An interesting question showed up on Ask SQL Server Central last week, and I wanted to blog my answer, mostly so I can show pretty pictures and get credit for actually having a DBA-related post once in a while…

The poster had a relatively simple problem: a view was returning an error which read “Invalid length parameter passed to the LEFT or SUBSTRING function” even though the operation was actually correct. Fortunately, the poster put together a nice setup, so I can steal it here and display the queries formatted as I tend to like them:

CREATE TABLE #contact (personID int, email varchar(150), type varchar(20))
CREATE TABLE #t (personID int, type varchar(20))

INSERT INTO #contact (personID, email, type) SELECT 1, 'student1@school.com', 'student'
UNION SELECT 2, 'teacher2@school.com', 'teacher'
UNION SELECT 3, '', 'teacher'
UNION SELECT 4, null, 'teacher'

INSERT INTO #t(personID, type)
○ ○ ○ ○
- WHAT THIS TASK INVOLVES
Put this sentence from the SQL Server post into Spanish: The poster had a relatively simple problem: a view was returning an error which read “Invalid length parameter passed to the LEFT or SUBSTRING function” even though the operation was actually correct. None of the data here is needed.
○ ○ ○ ○
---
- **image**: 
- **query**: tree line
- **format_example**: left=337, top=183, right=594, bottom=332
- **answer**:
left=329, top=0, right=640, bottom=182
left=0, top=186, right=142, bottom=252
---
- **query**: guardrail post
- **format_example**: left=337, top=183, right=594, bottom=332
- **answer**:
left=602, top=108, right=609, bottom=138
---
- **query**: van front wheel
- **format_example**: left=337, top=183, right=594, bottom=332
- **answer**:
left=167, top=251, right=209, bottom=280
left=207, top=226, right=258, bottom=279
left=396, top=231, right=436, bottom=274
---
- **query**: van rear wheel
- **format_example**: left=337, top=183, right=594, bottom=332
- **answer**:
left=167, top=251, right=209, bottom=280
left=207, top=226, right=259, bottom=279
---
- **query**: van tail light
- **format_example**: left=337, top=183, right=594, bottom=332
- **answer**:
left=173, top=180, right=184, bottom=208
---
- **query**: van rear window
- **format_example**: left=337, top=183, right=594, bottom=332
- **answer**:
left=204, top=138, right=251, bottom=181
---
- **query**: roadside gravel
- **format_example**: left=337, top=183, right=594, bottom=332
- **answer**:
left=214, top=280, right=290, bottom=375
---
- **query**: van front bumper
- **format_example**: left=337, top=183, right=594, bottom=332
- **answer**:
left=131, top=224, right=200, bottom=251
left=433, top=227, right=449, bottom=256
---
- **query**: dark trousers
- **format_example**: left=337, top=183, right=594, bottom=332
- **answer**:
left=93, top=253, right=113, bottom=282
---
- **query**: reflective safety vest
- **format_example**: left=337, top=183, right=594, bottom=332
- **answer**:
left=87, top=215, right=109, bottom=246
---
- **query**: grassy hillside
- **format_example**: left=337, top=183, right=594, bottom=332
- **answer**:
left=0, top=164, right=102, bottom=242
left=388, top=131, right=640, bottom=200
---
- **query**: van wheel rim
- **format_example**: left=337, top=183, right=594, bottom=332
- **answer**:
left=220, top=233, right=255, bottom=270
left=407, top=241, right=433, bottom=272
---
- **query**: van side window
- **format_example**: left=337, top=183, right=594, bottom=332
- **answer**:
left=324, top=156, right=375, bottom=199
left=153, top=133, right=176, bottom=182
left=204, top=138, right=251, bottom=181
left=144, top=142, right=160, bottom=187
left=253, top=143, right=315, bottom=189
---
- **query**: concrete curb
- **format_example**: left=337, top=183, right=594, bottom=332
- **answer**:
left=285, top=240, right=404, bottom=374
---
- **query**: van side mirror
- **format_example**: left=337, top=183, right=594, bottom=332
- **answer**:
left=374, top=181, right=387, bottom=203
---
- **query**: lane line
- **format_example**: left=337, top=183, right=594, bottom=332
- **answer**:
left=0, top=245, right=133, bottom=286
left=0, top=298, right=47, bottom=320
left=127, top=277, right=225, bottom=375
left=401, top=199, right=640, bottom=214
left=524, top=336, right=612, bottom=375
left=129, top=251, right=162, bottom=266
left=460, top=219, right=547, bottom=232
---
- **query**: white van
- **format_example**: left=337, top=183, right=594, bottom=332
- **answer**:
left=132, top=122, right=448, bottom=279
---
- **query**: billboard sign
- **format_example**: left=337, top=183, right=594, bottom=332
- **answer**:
○ ○ ○ ○
- WRITTEN SOLUTION
La persona que publicó la pregunta tenía un problema relativamente sencillo: una vista devolvía un error que decía “Invalid length parameter passed to the LEFT or SUBSTRING function”, aunque la operación en realidad era correcta.